Reproduce verbatim the portion of the workshop announcement from "04-05-2021 1:30 pm" up to and including "includes training sessions.".

DOCUMENT EXTRACT:
>> BEGIN
Internal courses and training Workshop: Learn to write for the public and contribute to The Conversation

04-05-2021 1:30 pm - 4:00 pm Add to iCal
Online Zoom

The news platform The Conversation arranges, in collaboration with the Communications Office at KI, a training session for researchers on finding the news potential in your own research and writing for the public.

The Conversation is a politically unaffiliated international online platform for journalistic popular science articles. The platform is based on the principle that academic researchers write their own new articles, analyses and op-eds within their own fields of expertise – with the help of The Conversation’s own professional journalists and editors. Since the turn of the year, KI has a collaboration with The Conversation that also includes training sessions.

The workshop is aimed at researchers with a PhD who want to improve their ability to see the news potential of their expertise and to write short, quality pitches in English that can be turned into promising stories. There will also be a brief introduction to what The Conversation is and what this news platform can offer KI's researchers.

If you are interested, please contact KI’s communications office at the-conversation@ki.se. Please include a short description of your expertise, what topics you are interested in writing about and contact information.

Program

Presentation: how to write for a public audience

  • What is The Conversation (TC), origins and aims; what TC does and why
  • Why bother communicating research to the public?
>> END
SUPPLIED DATA:
>> BEGIN
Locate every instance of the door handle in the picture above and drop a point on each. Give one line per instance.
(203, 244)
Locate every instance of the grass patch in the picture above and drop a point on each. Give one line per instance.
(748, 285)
>> END
TASK SOLUTION:
04-05-2021 1:30 pm - 4:00 pm Add to iCal
Online Zoom

The news platform The Conversation arranges, in collaboration with the Communications Office at KI, a training session for researchers on finding the news potential in your own research and writing for the public.

The Conversation is a politically unaffiliated international online platform for journalistic popular science articles. The platform is based on the principle that academic researchers write their own new articles, analyses and op-eds within their own fields of expertise – with the help of The Conversation’s own professional journalists and editors. Since the turn of the year, KI has a collaboration with The Conversation that also includes training sessions.